> **Source records**
-- Begin --

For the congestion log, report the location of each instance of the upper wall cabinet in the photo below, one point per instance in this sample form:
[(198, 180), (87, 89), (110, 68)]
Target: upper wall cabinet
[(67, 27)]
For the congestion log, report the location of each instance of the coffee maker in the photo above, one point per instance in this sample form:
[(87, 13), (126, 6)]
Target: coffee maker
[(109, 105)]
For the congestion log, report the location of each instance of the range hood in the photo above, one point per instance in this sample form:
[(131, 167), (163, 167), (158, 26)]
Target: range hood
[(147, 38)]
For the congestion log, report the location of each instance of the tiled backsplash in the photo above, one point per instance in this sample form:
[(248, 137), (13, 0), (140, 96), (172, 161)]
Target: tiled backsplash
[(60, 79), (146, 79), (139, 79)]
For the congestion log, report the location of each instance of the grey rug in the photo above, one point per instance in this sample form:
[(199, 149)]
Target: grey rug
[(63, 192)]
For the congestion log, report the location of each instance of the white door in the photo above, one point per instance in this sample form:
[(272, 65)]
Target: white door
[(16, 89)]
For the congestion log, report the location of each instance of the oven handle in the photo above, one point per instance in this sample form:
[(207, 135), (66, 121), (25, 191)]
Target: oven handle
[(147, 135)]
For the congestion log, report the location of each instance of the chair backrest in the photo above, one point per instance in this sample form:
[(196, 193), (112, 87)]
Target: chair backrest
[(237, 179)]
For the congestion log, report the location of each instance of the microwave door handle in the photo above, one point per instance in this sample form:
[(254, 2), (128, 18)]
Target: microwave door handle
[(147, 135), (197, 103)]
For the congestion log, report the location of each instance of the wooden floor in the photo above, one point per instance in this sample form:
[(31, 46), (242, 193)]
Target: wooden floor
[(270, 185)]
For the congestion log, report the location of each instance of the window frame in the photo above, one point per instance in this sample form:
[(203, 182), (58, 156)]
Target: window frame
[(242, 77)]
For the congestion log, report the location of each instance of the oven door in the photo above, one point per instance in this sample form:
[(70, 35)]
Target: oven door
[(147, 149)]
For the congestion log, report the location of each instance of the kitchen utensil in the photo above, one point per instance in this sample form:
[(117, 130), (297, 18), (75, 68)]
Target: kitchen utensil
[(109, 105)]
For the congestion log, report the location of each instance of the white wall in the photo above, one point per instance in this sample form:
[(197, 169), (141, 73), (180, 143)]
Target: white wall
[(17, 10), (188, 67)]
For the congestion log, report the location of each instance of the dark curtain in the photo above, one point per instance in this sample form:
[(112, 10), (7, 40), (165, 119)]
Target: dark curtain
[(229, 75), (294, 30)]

-- End --
-- Begin --

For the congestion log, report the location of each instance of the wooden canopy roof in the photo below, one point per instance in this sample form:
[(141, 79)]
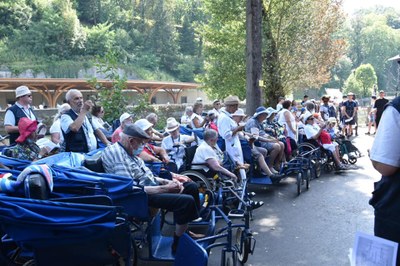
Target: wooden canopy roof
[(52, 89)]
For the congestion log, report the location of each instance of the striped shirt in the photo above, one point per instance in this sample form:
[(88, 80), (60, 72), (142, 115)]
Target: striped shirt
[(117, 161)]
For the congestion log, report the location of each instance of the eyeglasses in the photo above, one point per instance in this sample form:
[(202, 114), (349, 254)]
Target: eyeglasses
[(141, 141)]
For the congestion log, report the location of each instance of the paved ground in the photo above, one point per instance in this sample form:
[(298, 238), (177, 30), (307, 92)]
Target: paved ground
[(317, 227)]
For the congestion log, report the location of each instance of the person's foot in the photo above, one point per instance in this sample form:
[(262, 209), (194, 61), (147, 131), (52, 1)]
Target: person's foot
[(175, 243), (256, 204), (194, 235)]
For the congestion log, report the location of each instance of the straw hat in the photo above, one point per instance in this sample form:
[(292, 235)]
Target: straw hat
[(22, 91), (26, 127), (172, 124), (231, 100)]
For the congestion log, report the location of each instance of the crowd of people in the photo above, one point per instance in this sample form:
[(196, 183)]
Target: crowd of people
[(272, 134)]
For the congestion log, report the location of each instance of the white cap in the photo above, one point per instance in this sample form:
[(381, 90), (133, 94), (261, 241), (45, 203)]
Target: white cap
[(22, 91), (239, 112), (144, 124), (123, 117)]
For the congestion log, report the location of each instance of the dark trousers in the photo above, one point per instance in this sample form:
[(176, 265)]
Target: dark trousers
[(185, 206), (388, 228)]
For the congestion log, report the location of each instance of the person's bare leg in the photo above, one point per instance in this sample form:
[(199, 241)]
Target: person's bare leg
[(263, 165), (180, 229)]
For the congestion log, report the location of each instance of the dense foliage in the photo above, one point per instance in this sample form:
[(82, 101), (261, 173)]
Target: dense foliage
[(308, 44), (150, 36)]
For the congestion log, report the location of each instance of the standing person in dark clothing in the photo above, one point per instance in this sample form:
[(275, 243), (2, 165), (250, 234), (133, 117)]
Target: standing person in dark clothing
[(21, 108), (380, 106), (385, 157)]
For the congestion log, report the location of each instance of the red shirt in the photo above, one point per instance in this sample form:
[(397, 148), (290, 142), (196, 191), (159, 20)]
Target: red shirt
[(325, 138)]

-- End --
-- Begin --

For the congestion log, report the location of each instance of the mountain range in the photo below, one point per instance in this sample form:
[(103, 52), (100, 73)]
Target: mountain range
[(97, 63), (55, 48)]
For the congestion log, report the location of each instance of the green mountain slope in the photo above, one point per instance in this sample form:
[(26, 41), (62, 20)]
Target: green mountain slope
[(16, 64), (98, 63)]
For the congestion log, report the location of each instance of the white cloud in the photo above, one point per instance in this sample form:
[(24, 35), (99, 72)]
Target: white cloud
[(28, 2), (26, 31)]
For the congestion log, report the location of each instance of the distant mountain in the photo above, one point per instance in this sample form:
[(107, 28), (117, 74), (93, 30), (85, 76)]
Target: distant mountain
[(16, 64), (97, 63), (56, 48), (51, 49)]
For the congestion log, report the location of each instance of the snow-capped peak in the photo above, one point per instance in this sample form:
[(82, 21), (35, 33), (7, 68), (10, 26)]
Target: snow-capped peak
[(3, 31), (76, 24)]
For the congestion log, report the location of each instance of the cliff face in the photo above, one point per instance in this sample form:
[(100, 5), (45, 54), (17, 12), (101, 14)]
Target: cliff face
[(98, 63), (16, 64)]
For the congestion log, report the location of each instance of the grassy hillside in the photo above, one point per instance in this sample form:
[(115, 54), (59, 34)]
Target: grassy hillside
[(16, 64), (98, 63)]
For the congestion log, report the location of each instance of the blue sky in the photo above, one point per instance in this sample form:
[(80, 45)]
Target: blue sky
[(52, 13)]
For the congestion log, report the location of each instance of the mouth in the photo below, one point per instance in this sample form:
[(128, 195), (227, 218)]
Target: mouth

-- End --

> **Prompt**
Convert everything above from the line containing "of the upper" down to the line containing "[(147, 135), (197, 103)]", both included, into a numbered list of only those lines. Leave out any blank lines.

> **Response to the exercise**
1. For the congestion log, report the location of each instance of the upper wall cabinet in the photo below, one point per instance in this sample form:
2. [(198, 180), (87, 89), (110, 68)]
3. Target: upper wall cabinet
4. [(67, 27)]
5. For the congestion log, report the location of each instance of the coffee maker in the photo above, one point per instance in this sample form:
6. [(87, 13), (126, 6)]
7. Target: coffee maker
8. [(109, 105)]
9. For the congestion log, report the location of each instance of the range hood in the photo above, one point per instance in this sample form:
10. [(131, 167), (163, 167), (158, 26)]
11. Target: range hood
12. [(147, 38)]
13. For the congestion log, report the location of each instance of the tiled backsplash in the photo above, one point per instance in this sample form:
14. [(248, 137), (13, 0), (140, 96), (172, 161)]
15. Target: tiled backsplash
16. [(60, 79), (146, 79), (139, 79)]
17. For the congestion log, report the location of each instance of the grey rug in the photo above, one point per instance in this sample form:
18. [(199, 149)]
19. Target: grey rug
20. [(63, 192)]
21. For the congestion log, report the location of each instance of the white door in the photo above, one point per instance in this sample form:
22. [(272, 65)]
23. Target: white door
24. [(16, 89)]
25. For the congestion log, report the location of each instance of the oven handle in the photo above, one point per instance in this sample form:
26. [(207, 135), (66, 121), (25, 191)]
27. Target: oven handle
28. [(147, 135)]
29. For the congestion log, report the location of each instance of the chair backrest in the photo above, one point per instance in this sample form:
30. [(196, 193), (112, 87)]
31. Target: chair backrest
32. [(237, 179)]
33. For the congestion log, report the location of each instance of the microwave door handle in the photo above, one point per instance in this sample form:
34. [(254, 2), (128, 18)]
35. Target: microwave door handle
36. [(147, 135), (197, 103)]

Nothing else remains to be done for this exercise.